→ **What you have to do**
Each time a line of the listing holds "umbrella", copy that line.

→ **Record excerpts**

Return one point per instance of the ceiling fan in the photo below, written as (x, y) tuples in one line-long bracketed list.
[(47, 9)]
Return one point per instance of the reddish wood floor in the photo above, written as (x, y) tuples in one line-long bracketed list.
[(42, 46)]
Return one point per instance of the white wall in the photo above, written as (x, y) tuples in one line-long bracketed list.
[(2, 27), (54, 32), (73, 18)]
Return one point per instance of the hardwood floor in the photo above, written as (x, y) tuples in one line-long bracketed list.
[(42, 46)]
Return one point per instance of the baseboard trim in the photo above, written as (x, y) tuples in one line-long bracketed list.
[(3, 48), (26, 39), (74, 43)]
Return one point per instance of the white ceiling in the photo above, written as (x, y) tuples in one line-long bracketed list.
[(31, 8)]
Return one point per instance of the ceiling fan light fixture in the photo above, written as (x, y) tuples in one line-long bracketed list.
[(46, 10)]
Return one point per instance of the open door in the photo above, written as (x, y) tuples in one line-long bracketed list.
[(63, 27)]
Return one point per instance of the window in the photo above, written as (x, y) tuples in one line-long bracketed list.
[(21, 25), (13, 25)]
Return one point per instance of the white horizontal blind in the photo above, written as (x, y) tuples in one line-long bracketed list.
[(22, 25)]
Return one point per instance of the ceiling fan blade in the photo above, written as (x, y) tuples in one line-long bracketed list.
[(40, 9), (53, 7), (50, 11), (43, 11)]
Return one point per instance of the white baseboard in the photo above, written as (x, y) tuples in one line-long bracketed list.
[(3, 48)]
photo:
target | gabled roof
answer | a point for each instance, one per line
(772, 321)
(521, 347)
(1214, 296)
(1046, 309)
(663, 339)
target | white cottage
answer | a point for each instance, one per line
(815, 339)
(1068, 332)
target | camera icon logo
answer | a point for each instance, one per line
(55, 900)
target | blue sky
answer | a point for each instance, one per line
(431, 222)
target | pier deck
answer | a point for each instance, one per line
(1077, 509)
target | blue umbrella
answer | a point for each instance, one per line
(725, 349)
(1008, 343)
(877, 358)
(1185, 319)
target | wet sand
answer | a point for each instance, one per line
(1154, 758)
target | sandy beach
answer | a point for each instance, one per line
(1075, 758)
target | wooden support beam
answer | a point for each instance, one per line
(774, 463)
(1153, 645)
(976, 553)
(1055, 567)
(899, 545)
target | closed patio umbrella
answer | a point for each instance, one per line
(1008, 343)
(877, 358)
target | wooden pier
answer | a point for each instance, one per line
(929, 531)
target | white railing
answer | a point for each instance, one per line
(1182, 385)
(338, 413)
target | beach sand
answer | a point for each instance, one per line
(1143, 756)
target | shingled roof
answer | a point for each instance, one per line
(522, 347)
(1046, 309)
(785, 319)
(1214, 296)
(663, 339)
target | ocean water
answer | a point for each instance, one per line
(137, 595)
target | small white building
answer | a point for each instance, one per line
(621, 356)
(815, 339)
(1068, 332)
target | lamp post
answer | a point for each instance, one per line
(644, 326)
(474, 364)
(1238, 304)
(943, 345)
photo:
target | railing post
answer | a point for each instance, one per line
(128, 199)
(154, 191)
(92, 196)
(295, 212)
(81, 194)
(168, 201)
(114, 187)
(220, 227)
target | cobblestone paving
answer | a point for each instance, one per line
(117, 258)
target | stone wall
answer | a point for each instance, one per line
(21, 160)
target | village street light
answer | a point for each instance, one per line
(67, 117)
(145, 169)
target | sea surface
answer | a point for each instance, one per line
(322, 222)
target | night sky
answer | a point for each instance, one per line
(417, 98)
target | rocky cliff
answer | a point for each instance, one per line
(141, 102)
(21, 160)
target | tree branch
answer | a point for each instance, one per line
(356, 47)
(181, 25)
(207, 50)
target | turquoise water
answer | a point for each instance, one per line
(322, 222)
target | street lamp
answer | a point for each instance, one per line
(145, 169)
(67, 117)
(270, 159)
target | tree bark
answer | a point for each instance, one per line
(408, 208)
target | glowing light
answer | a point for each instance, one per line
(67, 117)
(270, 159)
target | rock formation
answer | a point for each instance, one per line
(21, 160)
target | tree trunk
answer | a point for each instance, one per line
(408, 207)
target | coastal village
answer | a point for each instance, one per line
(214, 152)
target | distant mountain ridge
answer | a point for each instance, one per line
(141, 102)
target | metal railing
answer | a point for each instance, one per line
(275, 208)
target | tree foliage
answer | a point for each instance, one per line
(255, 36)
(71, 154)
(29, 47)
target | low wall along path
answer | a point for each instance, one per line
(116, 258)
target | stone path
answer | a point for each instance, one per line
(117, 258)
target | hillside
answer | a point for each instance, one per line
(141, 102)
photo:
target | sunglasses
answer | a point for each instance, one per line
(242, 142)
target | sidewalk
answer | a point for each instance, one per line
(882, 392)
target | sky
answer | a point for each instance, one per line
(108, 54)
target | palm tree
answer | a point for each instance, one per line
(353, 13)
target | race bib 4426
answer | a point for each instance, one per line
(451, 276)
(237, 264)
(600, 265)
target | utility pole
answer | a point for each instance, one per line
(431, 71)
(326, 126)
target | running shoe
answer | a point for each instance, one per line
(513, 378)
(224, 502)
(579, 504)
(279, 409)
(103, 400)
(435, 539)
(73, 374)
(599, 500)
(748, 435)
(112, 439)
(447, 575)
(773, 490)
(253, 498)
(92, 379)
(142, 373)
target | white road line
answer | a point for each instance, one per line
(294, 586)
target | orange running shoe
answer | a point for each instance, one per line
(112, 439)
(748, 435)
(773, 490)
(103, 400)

→ **Answer to this problem**
target | blue umbrella
target | closed patio umbrella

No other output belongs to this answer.